### What you will do
The listing below should be copied in full, word for word.

--------------------------------------------------

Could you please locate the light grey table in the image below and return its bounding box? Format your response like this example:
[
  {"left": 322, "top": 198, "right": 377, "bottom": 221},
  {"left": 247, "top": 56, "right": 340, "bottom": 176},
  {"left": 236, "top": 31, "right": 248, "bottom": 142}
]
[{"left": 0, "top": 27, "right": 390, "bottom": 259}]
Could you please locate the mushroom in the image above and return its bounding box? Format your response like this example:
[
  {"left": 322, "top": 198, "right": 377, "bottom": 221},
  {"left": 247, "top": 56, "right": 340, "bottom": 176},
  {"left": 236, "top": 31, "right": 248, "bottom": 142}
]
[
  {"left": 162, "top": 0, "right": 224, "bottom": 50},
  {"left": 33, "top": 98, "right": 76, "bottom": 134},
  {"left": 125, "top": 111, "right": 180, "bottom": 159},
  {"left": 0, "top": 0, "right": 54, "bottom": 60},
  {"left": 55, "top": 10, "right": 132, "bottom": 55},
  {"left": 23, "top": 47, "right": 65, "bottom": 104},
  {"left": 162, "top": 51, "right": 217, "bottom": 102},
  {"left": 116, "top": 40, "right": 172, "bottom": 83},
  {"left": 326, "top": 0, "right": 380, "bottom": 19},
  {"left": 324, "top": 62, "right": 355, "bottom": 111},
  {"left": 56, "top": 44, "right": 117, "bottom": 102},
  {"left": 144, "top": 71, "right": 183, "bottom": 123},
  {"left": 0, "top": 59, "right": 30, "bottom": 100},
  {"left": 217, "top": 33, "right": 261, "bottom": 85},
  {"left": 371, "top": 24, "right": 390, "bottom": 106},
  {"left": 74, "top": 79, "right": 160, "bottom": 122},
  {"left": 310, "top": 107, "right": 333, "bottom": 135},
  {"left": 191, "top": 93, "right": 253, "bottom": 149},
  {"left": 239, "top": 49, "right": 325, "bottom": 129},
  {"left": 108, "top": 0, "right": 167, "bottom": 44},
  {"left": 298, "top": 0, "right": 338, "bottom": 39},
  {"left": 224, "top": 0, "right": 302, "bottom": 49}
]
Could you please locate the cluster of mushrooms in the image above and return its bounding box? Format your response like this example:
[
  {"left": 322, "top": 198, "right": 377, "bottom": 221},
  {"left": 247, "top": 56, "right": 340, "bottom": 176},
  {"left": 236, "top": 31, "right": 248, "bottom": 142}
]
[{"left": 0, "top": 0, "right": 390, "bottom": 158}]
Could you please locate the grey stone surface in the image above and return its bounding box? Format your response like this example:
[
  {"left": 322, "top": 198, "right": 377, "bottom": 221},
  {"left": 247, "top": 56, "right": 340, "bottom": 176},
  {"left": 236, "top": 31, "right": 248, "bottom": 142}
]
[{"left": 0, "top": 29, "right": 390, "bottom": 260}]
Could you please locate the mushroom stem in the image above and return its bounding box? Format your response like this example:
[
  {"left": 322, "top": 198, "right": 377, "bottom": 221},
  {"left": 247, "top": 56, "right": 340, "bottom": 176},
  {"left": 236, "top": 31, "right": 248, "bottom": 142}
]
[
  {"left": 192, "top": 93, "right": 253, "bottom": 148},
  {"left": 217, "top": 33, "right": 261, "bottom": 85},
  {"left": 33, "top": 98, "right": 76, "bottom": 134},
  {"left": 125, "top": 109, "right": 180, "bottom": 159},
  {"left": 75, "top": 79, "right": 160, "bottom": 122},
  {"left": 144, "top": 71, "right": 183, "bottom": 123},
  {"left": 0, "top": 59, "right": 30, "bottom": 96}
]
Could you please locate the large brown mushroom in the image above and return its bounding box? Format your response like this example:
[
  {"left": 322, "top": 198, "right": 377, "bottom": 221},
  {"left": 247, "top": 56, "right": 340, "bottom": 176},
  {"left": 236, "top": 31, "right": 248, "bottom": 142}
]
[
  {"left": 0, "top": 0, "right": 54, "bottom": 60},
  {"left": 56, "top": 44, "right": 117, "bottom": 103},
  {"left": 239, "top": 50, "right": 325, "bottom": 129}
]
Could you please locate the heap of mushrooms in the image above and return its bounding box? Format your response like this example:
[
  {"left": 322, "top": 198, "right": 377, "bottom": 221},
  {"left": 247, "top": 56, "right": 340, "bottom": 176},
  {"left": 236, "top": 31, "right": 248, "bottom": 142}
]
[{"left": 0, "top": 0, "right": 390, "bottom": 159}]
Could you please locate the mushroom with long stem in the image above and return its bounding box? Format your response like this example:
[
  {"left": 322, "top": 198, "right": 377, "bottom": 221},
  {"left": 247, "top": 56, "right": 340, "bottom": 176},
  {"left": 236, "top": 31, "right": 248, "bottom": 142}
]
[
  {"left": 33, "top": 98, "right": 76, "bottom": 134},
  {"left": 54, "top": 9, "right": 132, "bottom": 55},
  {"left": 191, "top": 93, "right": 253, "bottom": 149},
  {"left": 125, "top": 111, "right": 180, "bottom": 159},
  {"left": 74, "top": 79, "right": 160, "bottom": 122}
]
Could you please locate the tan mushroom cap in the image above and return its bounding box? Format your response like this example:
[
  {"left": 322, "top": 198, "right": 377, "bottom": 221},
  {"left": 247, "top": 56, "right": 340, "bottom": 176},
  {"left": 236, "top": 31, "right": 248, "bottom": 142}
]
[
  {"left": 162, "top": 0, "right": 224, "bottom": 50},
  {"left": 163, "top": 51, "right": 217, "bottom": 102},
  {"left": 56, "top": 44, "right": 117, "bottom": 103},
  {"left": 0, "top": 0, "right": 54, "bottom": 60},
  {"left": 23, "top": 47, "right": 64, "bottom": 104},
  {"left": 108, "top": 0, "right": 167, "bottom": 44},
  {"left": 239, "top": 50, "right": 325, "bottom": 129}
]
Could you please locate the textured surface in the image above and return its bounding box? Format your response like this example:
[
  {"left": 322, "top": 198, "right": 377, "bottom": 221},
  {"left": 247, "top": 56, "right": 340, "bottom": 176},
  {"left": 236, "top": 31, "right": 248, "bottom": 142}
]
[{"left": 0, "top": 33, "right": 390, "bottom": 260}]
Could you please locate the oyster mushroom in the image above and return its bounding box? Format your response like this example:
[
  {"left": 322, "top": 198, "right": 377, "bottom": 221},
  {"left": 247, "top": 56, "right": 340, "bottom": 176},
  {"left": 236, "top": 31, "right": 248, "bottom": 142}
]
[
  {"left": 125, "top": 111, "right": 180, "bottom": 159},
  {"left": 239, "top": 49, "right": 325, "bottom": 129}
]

--------------------------------------------------

### Answer for this exercise
Could you please locate the light grey table in the image below and return its bounding box? Format your response like this example:
[
  {"left": 322, "top": 198, "right": 377, "bottom": 221},
  {"left": 247, "top": 56, "right": 340, "bottom": 176},
  {"left": 236, "top": 31, "right": 248, "bottom": 142}
]
[{"left": 0, "top": 27, "right": 390, "bottom": 259}]
Could you please locate the mushroom in the image above and return its bounding box? Format your response like this example:
[
  {"left": 322, "top": 198, "right": 377, "bottom": 221},
  {"left": 247, "top": 56, "right": 340, "bottom": 176},
  {"left": 236, "top": 31, "right": 248, "bottom": 142}
]
[
  {"left": 162, "top": 0, "right": 224, "bottom": 50},
  {"left": 33, "top": 98, "right": 76, "bottom": 134},
  {"left": 125, "top": 111, "right": 180, "bottom": 159},
  {"left": 0, "top": 0, "right": 54, "bottom": 60},
  {"left": 55, "top": 10, "right": 132, "bottom": 55},
  {"left": 23, "top": 47, "right": 65, "bottom": 104},
  {"left": 162, "top": 51, "right": 217, "bottom": 102},
  {"left": 116, "top": 40, "right": 172, "bottom": 83},
  {"left": 326, "top": 0, "right": 380, "bottom": 19},
  {"left": 324, "top": 62, "right": 355, "bottom": 111},
  {"left": 56, "top": 44, "right": 117, "bottom": 102},
  {"left": 144, "top": 71, "right": 183, "bottom": 123},
  {"left": 0, "top": 59, "right": 30, "bottom": 100},
  {"left": 217, "top": 33, "right": 261, "bottom": 85},
  {"left": 371, "top": 24, "right": 390, "bottom": 106},
  {"left": 74, "top": 79, "right": 160, "bottom": 122},
  {"left": 310, "top": 107, "right": 333, "bottom": 135},
  {"left": 191, "top": 93, "right": 253, "bottom": 149},
  {"left": 239, "top": 49, "right": 325, "bottom": 129},
  {"left": 108, "top": 0, "right": 167, "bottom": 44},
  {"left": 298, "top": 0, "right": 338, "bottom": 39},
  {"left": 224, "top": 0, "right": 302, "bottom": 49}
]
Could you please locate the cluster of mushrooms in the image above and return its bounding box? Format your response like this example:
[
  {"left": 322, "top": 198, "right": 377, "bottom": 221},
  {"left": 247, "top": 56, "right": 340, "bottom": 176},
  {"left": 236, "top": 31, "right": 248, "bottom": 142}
]
[{"left": 0, "top": 0, "right": 390, "bottom": 158}]
Could you please locate the grey stone surface in the image above and return its bounding box? Format your response like this example:
[
  {"left": 322, "top": 198, "right": 377, "bottom": 221},
  {"left": 247, "top": 56, "right": 340, "bottom": 176},
  {"left": 236, "top": 31, "right": 248, "bottom": 142}
]
[{"left": 0, "top": 29, "right": 390, "bottom": 260}]
Could you please locate the mushroom stem in the image above and return its bounding box? Format your response like this example:
[
  {"left": 322, "top": 198, "right": 377, "bottom": 221},
  {"left": 247, "top": 56, "right": 340, "bottom": 176},
  {"left": 236, "top": 31, "right": 248, "bottom": 142}
]
[
  {"left": 192, "top": 93, "right": 253, "bottom": 148},
  {"left": 217, "top": 33, "right": 261, "bottom": 85},
  {"left": 33, "top": 98, "right": 76, "bottom": 134},
  {"left": 125, "top": 109, "right": 180, "bottom": 159},
  {"left": 75, "top": 79, "right": 160, "bottom": 122},
  {"left": 144, "top": 71, "right": 183, "bottom": 123},
  {"left": 0, "top": 59, "right": 30, "bottom": 96}
]
Could you please locate the large brown mushroom in the image above and return its bounding box? Format your response like this example:
[
  {"left": 322, "top": 198, "right": 377, "bottom": 221},
  {"left": 247, "top": 56, "right": 340, "bottom": 176},
  {"left": 236, "top": 31, "right": 248, "bottom": 142}
]
[
  {"left": 0, "top": 0, "right": 54, "bottom": 60},
  {"left": 56, "top": 44, "right": 117, "bottom": 103},
  {"left": 239, "top": 50, "right": 325, "bottom": 129}
]
Could you please locate the heap of mushrooms in the image above and return its bounding box? Format your response like this example:
[
  {"left": 322, "top": 198, "right": 377, "bottom": 221},
  {"left": 247, "top": 56, "right": 340, "bottom": 176},
  {"left": 236, "top": 31, "right": 248, "bottom": 142}
]
[{"left": 0, "top": 0, "right": 390, "bottom": 159}]
Could you please locate the mushroom with long stem in the image above and return its bounding box? Format your response like this example:
[
  {"left": 322, "top": 198, "right": 377, "bottom": 221},
  {"left": 247, "top": 56, "right": 340, "bottom": 176},
  {"left": 236, "top": 31, "right": 248, "bottom": 142}
]
[
  {"left": 33, "top": 98, "right": 76, "bottom": 134},
  {"left": 54, "top": 9, "right": 132, "bottom": 55},
  {"left": 191, "top": 93, "right": 253, "bottom": 149},
  {"left": 125, "top": 111, "right": 180, "bottom": 159},
  {"left": 74, "top": 79, "right": 160, "bottom": 122}
]
Could you please locate the tan mushroom cap in the image above and return its bounding box? Format your response like this example:
[
  {"left": 322, "top": 198, "right": 377, "bottom": 221},
  {"left": 247, "top": 56, "right": 340, "bottom": 176},
  {"left": 236, "top": 31, "right": 248, "bottom": 142}
]
[
  {"left": 162, "top": 0, "right": 224, "bottom": 50},
  {"left": 163, "top": 51, "right": 217, "bottom": 102},
  {"left": 56, "top": 44, "right": 117, "bottom": 103},
  {"left": 0, "top": 0, "right": 54, "bottom": 60},
  {"left": 23, "top": 47, "right": 64, "bottom": 104},
  {"left": 108, "top": 0, "right": 167, "bottom": 44},
  {"left": 239, "top": 50, "right": 325, "bottom": 129}
]
Could you please locate the textured surface in the image above and return its bounding box? Format your response like this example:
[
  {"left": 322, "top": 198, "right": 377, "bottom": 221},
  {"left": 247, "top": 56, "right": 340, "bottom": 176},
  {"left": 236, "top": 31, "right": 248, "bottom": 142}
]
[{"left": 0, "top": 33, "right": 390, "bottom": 260}]
Could you please locate the oyster mushroom in the image above and return its bounding box? Format your response like this example:
[
  {"left": 322, "top": 198, "right": 377, "bottom": 221},
  {"left": 247, "top": 56, "right": 340, "bottom": 176},
  {"left": 236, "top": 31, "right": 248, "bottom": 142}
]
[
  {"left": 125, "top": 111, "right": 180, "bottom": 159},
  {"left": 239, "top": 49, "right": 325, "bottom": 129}
]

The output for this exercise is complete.